Directive:
Copy every line of the records below, adding -52 to each coordinate in the answer points and keeping all other lines unchanged. Leave the pictures out.

Working data:
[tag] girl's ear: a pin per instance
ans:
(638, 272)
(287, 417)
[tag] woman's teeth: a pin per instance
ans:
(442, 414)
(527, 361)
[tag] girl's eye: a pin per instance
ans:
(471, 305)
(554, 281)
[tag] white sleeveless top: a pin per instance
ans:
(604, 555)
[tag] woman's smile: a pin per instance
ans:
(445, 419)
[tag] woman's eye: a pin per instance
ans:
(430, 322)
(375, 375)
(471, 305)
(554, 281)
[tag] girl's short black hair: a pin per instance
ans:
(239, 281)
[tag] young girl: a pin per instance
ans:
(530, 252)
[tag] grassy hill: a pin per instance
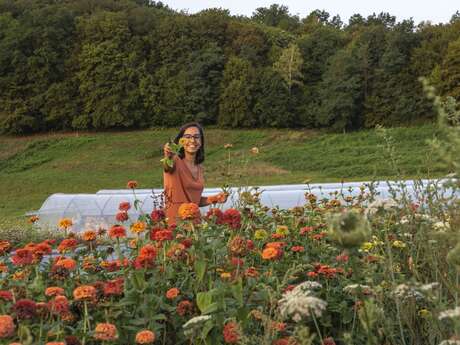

Worked answer:
[tag] girl's ear: a pin per instance
ans:
(586, 220)
(235, 365)
[tag] woman's teeth: a pin per instance
ans:
(390, 362)
(475, 309)
[tag] girl's eye: a pin per instance
ans:
(419, 253)
(502, 229)
[tag] white sleeveless top: a pin per instance
ans:
(552, 503)
[tag] woman's smile: a pin per instance
ans:
(393, 367)
[tag] woman's eye: a pin per instance
ans:
(378, 270)
(323, 323)
(419, 253)
(502, 229)
[tag] girl's short black hair: a pin per instance
ans:
(187, 229)
[tag] young girl: a pin per instance
ans:
(478, 200)
[tag] grassy hill: a pin per instance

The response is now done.